# What needs to be done
Present every line of the items below as a single numbered list, omitting any blank lines.

***** Records to process

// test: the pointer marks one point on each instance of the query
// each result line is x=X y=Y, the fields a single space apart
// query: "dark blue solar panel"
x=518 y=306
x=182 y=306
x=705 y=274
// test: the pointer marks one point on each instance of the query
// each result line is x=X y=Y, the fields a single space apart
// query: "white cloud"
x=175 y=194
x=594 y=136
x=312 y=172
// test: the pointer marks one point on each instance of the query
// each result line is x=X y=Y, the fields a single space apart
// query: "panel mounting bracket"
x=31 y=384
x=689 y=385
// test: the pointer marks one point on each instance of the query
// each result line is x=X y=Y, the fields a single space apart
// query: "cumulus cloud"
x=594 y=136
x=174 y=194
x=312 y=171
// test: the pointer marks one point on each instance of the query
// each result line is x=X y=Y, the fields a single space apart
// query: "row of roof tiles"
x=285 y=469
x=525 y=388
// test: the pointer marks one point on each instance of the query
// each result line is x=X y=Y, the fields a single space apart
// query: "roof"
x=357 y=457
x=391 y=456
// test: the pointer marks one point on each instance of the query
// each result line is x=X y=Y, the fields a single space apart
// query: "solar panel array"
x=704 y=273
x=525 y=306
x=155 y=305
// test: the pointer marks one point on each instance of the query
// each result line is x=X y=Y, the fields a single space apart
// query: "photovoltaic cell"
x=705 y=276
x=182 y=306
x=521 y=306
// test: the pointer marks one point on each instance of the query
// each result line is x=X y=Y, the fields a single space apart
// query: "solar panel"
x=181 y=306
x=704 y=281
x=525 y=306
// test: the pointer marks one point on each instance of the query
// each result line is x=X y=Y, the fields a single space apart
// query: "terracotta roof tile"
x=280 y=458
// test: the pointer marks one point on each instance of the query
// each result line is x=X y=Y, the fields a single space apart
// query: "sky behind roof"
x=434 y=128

**********

# Output for this task
1. // test: the pointer marks one point on each instance of the query
2. // each result line is x=X y=Y, the fields a single space apart
3. // query: "dark blue solar panel"
4. x=518 y=306
5. x=182 y=306
6. x=705 y=274
7. // test: the pointer marks one point on each instance of the query
8. // each result line is x=X y=Y, the fields a single space apart
9. // query: "white cloud"
10. x=175 y=194
11. x=594 y=136
12. x=312 y=172
13. // test: the pointer marks one point on each instance of the query
14. // each result line is x=X y=Y, the fields a single space apart
15. // query: "panel mounting bracket"
16. x=31 y=384
17. x=689 y=385
18. // test: the pointer marks one point on each instance of the query
19. // each result line is x=X y=Y, the fields a single space apart
20. // query: "cumulus cloud"
21. x=594 y=136
22. x=174 y=194
23. x=312 y=171
24. // test: the pointer marks one point on each instance of the query
25. // each result line is x=X y=Y, the fields a single space apart
26. // query: "row of roof tiles"
27. x=285 y=469
28. x=525 y=388
29. // test: the pointer marks one point on each instance of the query
30. // each result line is x=X y=Y, the fields a single space apart
31. // query: "roof"
32. x=357 y=457
33. x=391 y=456
34. // test: the pointer marks one point on each instance of the query
35. // each result line is x=X y=Y, the fields a single space apart
36. // query: "solar panel array"
37. x=704 y=273
38. x=525 y=306
39. x=155 y=305
40. // test: the pointer marks one point on each instance of the query
41. // each result line is x=X y=Y, the fields a single space apart
42. // query: "photovoltaic cell"
43. x=705 y=276
44. x=182 y=306
45. x=521 y=306
46. // test: the pointer marks one point on each instance of the query
47. // each result line is x=X y=Y, the fields a single space apart
48. // query: "solar panel"
49. x=181 y=306
50. x=704 y=281
51. x=525 y=306
52. // test: the pointer marks one point on each instance of the query
53. // each result line is x=X y=Y, the fields a single space apart
54. // query: "terracotta roof tile"
55. x=280 y=458
56. // test: the pointer marks one point on each instance of the query
57. // each result line is x=X y=Y, the fields a single space apart
58. // query: "sky behind roof"
59. x=434 y=128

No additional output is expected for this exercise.